Entries from a point annotation set:
------------------------------
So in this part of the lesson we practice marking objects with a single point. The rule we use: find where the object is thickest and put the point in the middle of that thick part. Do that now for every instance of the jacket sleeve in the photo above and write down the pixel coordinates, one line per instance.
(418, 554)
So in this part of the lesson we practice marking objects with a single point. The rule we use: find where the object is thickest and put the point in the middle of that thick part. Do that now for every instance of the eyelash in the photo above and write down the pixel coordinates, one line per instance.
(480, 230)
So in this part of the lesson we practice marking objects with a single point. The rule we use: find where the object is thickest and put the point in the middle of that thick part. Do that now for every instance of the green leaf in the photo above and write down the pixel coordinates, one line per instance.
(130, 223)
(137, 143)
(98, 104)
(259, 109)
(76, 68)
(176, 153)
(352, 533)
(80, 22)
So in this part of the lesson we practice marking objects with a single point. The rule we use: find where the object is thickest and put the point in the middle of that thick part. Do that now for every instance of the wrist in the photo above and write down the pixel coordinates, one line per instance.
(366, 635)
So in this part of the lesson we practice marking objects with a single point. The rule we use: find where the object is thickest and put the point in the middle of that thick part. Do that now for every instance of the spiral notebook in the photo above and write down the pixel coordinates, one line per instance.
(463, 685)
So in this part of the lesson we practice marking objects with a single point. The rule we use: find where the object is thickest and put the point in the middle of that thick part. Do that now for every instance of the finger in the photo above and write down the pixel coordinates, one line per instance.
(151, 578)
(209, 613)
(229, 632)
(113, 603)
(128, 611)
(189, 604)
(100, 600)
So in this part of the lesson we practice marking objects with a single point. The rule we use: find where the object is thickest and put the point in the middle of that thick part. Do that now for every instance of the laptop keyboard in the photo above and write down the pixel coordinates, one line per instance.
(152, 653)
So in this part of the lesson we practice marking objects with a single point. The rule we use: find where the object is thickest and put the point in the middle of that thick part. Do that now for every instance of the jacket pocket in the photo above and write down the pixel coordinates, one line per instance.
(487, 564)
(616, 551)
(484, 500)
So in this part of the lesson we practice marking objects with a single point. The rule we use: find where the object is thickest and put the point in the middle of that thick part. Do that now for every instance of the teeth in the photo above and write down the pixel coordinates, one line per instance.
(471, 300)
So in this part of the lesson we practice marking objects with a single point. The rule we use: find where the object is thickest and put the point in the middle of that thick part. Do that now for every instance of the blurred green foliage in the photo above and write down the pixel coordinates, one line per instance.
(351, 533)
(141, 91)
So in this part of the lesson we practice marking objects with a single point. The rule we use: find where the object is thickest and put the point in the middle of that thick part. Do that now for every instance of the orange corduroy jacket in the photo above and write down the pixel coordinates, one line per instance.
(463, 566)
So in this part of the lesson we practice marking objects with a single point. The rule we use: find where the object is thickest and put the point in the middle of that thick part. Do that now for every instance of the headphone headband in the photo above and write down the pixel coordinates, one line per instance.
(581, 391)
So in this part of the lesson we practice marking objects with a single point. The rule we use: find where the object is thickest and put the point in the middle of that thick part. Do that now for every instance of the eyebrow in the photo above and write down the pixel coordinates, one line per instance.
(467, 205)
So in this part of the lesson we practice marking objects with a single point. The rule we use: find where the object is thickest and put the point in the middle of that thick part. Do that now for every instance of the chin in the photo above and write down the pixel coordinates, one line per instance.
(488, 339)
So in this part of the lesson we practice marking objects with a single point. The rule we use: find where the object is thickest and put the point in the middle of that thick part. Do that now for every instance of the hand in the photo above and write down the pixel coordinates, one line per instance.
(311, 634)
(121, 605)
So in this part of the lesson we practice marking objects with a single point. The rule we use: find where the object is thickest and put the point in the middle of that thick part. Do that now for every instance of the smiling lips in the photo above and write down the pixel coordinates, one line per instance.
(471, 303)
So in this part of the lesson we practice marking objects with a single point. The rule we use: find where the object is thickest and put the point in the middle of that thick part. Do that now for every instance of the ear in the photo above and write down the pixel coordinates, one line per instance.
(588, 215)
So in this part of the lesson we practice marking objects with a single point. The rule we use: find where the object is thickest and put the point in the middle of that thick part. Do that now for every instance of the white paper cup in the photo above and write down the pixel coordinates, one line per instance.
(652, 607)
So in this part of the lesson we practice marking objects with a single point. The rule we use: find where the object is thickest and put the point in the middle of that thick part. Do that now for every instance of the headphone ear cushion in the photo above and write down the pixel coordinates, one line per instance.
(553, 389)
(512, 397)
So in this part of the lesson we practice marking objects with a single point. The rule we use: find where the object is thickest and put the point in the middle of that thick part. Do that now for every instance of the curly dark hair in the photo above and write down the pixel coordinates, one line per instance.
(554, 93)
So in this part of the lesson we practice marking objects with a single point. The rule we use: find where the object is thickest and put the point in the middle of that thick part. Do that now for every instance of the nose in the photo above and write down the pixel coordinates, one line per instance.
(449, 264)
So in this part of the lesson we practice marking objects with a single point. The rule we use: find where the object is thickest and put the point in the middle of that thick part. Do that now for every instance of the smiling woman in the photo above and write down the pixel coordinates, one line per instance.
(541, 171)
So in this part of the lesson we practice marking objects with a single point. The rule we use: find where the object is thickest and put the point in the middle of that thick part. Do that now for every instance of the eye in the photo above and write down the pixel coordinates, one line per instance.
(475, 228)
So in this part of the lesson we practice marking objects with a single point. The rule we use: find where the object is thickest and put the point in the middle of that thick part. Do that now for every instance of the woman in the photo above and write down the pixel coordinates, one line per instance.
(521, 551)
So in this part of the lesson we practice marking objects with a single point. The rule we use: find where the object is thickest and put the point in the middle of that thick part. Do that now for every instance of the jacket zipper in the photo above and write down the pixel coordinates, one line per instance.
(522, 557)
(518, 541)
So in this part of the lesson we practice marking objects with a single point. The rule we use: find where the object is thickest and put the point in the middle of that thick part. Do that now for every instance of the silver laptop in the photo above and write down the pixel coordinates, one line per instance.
------------------------------
What to do: Would you reproduce the material above in full, exactly as given?

The completed task:
So in this part of the lesson we practice marking objects with a single point. The rule we use: find where the object is thickest and put the point in the middle of that thick part. Do that now for every instance of the jacket sleeve in the photo above and write down the pixel coordinates, one line per instance.
(418, 554)
So in this part of the lesson we practice marking objects with a single point. The rule we use: find where the object is thickest and put the point in the middle of that thick part. Do that now for every instance of the eyelash in the photo above and write down the pixel coordinates, one line per instance.
(480, 230)
So in this part of the lesson we practice marking objects with a single point. The rule we use: find where the object is thickest and put the point in the middle of that thick part. Do that now for every instance of the green leaf in the photo above and write down the pixel coordinates, one line per instance.
(130, 223)
(137, 143)
(98, 104)
(259, 109)
(76, 68)
(176, 153)
(352, 533)
(80, 22)
So in this part of the lesson we practice marking objects with a single point. The rule we use: find where the object is thickest and put the point in the middle of that thick part. Do that now for every instance of the wrist in the photo above and write down the pixel coordinates, one line per instance.
(366, 635)
So in this part of the lesson we practice marking objects with a single point. The rule we use: find where the object is thickest and put the point in the middle of that thick part. Do that now for every instance of the spiral notebook in the photo above and write down the pixel coordinates, one line per instance.
(463, 685)
So in this part of the lesson we practice marking objects with a single point. The rule we use: find where the object is thickest and put the point in the middle of that thick part. Do that now for every instance of the finger in the photo above and write down the pixel coordinates, one line per instance.
(151, 578)
(209, 613)
(229, 632)
(113, 603)
(128, 611)
(189, 604)
(100, 600)
So in this part of the lesson we practice marking objects with a single point. The rule we use: find where the object is thickest and put the point in the middle of that thick part. Do that now for every instance of the laptop keyboard in the photo above and write down the pixel coordinates, one line per instance.
(152, 653)
So in this part of the lesson we practice marking objects with a single point. The rule we use: find where the object is thickest and put the point in the middle of that thick part. Do that now for every instance of the jacket pocket in the photo above and write down the pixel coordinates, one line per instance.
(487, 564)
(616, 551)
(484, 500)
So in this part of the lesson we practice marking objects with a single point. The rule we use: find where the object is thickest and put the point in the middle of that thick part. Do that now for every instance of the teeth in the photo above and write down the pixel coordinates, one line per instance.
(471, 300)
So in this part of the lesson we practice marking objects with a single point. The rule we use: find where the object is thickest and put the point in the middle of that thick part. Do that now for every instance of the blurred green foliage in the photo above and write down the pixel coordinates, one line per instance.
(351, 533)
(141, 91)
So in this part of the lesson we practice marking objects with a single point. The rule we use: find where the object is thickest and put the point in the middle of that thick part. Do that now for every instance of the orange corduroy jacket in the photo above and write down the pixel coordinates, one line per instance.
(463, 566)
So in this part of the lesson we practice marking objects with a single point. The rule we use: find where the object is thickest and put the point in the middle of that thick part. Do that now for every instance of the headphone headband in the photo above and write down the pixel coordinates, one line per instance.
(581, 391)
So in this part of the lesson we practice marking objects with a single point. The rule we use: find where the object is thickest and put the point in the middle of that thick part. Do that now for every instance of the eyebrow in the photo above and write down the pixel coordinates, one line per instance.
(467, 205)
So in this part of the lesson we practice marking objects with a single point. The rule we use: find where the object is thickest and put the point in the middle of that thick part. Do that now for every instance of the chin in the photo above and write down the pixel coordinates, one line per instance.
(488, 339)
So in this part of the lesson we practice marking objects with a single point. The rule we use: find where the object is thickest and put the point in the middle of that thick part. Do that now for every instance of the hand in the photo above and write down the pixel coordinates, one line per instance.
(311, 634)
(121, 605)
So in this part of the lesson we practice marking objects with a single point. The rule we use: find where the object is thickest and put the point in the middle of that thick part. Do that now for every instance of the smiling lips in the photo above and write down the pixel coordinates, one line per instance.
(471, 303)
So in this part of the lesson we practice marking objects with a single point. The rule we use: find where the object is thickest and put the point in the middle of that thick part. Do that now for every instance of the ear in the photo above and write down the pixel coordinates, one line per instance.
(588, 215)
So in this part of the lesson we practice marking objects with a single point. The rule we use: find where the object is thickest and put the point in the middle of that thick part. Do that now for every instance of the white paper cup in the photo above and write down the pixel coordinates, one line per instance.
(652, 607)
So in this part of the lesson we practice marking objects with a single point. The rule we use: find where the object is thickest and put the point in the middle of that thick part. Do that now for every instance of the headphone ear cushion in the photo above and write down the pixel coordinates, one line per instance.
(553, 389)
(512, 397)
So in this part of the lesson we practice marking objects with a single point. The rule we use: find where the object is thickest and put the point in the middle of that thick part. Do that now for every instance of the curly dark hair in the photo above and write down the pixel coordinates, one line per instance.
(554, 93)
So in this part of the lesson we practice marking objects with a single point. The rule we use: find where the object is thickest and put the point in the middle of that thick part. Do that now for every instance of the nose in the photo above and write down the pixel coordinates, one line per instance.
(449, 264)
So in this part of the lesson we practice marking objects with a single point. The rule we use: find where the object is thickest and put the point in the middle of that thick part. Do that now for every instance of the smiling woman in the photo above and write down the pixel coordinates, one line per instance.
(541, 171)
So in this part of the lesson we practice marking objects with a single point. The rule we use: find where the object is thickest and put the point in the middle of that thick part. Do that now for every instance of the eye in the photo above and write down the pixel coordinates, one line per instance.
(475, 228)
So in this part of the lesson we practice marking objects with a single point. The rule we use: find where the object is thickest and put the point in the middle of that thick part. Do that now for every instance of the woman in the photo above and write down the pixel coordinates, one line per instance.
(521, 551)
So in this part of the lesson we practice marking objects with a single point. The rule we use: find where the object is thickest and put the point in the middle of that thick part. Do that now for every instance of the jacket zipper in the photo above and write down the pixel coordinates, one line per instance.
(522, 557)
(518, 541)
So in this part of the lesson we practice marking objects with a single point. The rule we use: find where the object is thickest and put the point in the middle of that thick part. Do that now for every instance of the silver laptop in the photo above and write down the pixel coordinates, one line per instance.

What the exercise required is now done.